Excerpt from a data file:
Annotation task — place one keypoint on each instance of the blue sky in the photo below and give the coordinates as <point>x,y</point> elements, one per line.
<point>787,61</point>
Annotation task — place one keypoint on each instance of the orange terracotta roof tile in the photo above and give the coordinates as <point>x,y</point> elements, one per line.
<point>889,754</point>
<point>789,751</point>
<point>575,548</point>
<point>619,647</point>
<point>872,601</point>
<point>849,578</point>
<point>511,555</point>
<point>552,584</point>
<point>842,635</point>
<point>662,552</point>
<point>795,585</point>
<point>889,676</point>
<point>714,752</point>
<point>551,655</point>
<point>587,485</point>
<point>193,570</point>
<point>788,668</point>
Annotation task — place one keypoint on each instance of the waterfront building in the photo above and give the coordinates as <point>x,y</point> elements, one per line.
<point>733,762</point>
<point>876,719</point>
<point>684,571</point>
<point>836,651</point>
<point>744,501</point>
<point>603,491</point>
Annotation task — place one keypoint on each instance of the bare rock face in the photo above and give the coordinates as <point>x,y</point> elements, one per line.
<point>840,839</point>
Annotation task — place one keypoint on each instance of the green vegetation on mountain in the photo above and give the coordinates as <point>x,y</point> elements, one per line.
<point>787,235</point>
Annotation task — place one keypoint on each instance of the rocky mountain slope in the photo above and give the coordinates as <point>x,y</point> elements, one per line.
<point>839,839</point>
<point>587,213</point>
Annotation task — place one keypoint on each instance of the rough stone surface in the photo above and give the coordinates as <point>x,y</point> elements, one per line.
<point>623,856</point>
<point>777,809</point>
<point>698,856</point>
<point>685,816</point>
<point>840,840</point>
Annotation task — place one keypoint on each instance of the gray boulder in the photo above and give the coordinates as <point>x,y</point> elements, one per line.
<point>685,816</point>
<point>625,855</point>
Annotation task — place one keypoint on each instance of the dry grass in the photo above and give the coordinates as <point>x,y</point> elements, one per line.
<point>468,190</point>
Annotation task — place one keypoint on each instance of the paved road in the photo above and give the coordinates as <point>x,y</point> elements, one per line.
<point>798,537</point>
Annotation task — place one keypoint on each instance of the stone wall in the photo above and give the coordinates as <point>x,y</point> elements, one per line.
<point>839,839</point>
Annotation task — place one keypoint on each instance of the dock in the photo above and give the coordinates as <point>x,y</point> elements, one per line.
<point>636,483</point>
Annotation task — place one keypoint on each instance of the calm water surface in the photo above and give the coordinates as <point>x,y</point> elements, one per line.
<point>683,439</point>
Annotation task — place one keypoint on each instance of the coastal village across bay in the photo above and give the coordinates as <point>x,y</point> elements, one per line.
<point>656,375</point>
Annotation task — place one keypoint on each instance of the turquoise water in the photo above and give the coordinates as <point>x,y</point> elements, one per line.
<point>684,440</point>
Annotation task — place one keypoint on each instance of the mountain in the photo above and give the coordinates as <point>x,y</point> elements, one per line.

Directions for this task: Arrange every entry above as a numbered list, leaving out any blank lines.

Finished task:
1. Annotation task — place one keypoint on each instance of the blue sky in the photo below and give the coordinates as <point>x,y</point> elements, one per line.
2. <point>787,61</point>
3. Annotation task — place one keypoint on each instance of the orange terracotta roof tile in the photo above and give the coordinates as <point>x,y</point> elements, one per line.
4. <point>889,754</point>
5. <point>789,751</point>
6. <point>575,548</point>
7. <point>619,647</point>
8. <point>872,601</point>
9. <point>849,578</point>
10. <point>511,555</point>
11. <point>552,584</point>
12. <point>842,635</point>
13. <point>662,552</point>
14. <point>795,585</point>
15. <point>889,676</point>
16. <point>714,752</point>
17. <point>551,655</point>
18. <point>587,485</point>
19. <point>193,570</point>
20. <point>788,668</point>
21. Annotation task — place one keypoint on each instance of the waterfront building in the photo above and give the coordinates as <point>x,y</point> elements, one per line.
22. <point>733,762</point>
23. <point>876,719</point>
24. <point>684,571</point>
25. <point>836,651</point>
26. <point>744,501</point>
27. <point>603,491</point>
28. Annotation task — place one keypoint on each instance of the bare rock face in the photo above and give the coordinates as <point>x,y</point> elements, one per line.
29. <point>840,839</point>
30. Annotation task — place one keypoint on each instance of the green vegetation on mountain in the photo above and give the coordinates as <point>x,y</point> elements, one per line.
31. <point>787,235</point>
32. Annotation task — place one keypoint on each instance of the rocky mountain slope in the photo above and give the coordinates as <point>x,y</point> elements, one per line.
33. <point>839,839</point>
34. <point>587,213</point>
35. Annotation task — place one keypoint on each instance of the rough stone surface in the photo above and give the coordinates as <point>x,y</point> elements, one per line.
36. <point>623,856</point>
37. <point>777,809</point>
38. <point>698,856</point>
39. <point>685,816</point>
40. <point>840,840</point>
41. Annotation task — place one keypoint on each instance of the gray boulder in the photo above and give the coordinates as <point>x,y</point> elements, one per line.
42. <point>685,816</point>
43. <point>625,855</point>
44. Annotation task — place one keypoint on each instance of the dry grass in the photo above and give the coordinates as <point>x,y</point> elements, one per line.
45. <point>468,190</point>
46. Annotation task — place one keypoint on each instance of the paved road in the photo above and give the coordinates as <point>x,y</point> elements, one per line.
47. <point>798,537</point>
48. Annotation task — place one keypoint on each instance of the stone wall in the photo above and give the coordinates as <point>x,y</point> elements, one per line.
49. <point>839,839</point>
50. Annotation task — place one keypoint on each instance of the dock in the photo above and give the coordinates as <point>x,y</point> elements, one per line.
51. <point>636,483</point>
52. Annotation task — place one keypoint on each instance of the calm water surface in the photo above and give the coordinates as <point>x,y</point> elements, one per line.
53. <point>683,439</point>
54. Annotation task — place one keypoint on each instance of the coastal village across bay in the photo above and give the coordinates as <point>x,y</point> elements, one per line.
55. <point>656,375</point>
56. Annotation task — place one keypoint on each instance of the turquoise water in the photo above and give the coordinates as <point>x,y</point> elements, one per line.
57. <point>684,440</point>
58. Annotation task — place one keypoint on each instance of the mountain in the photo above and give the coordinates as <point>x,y</point> elements, one per line.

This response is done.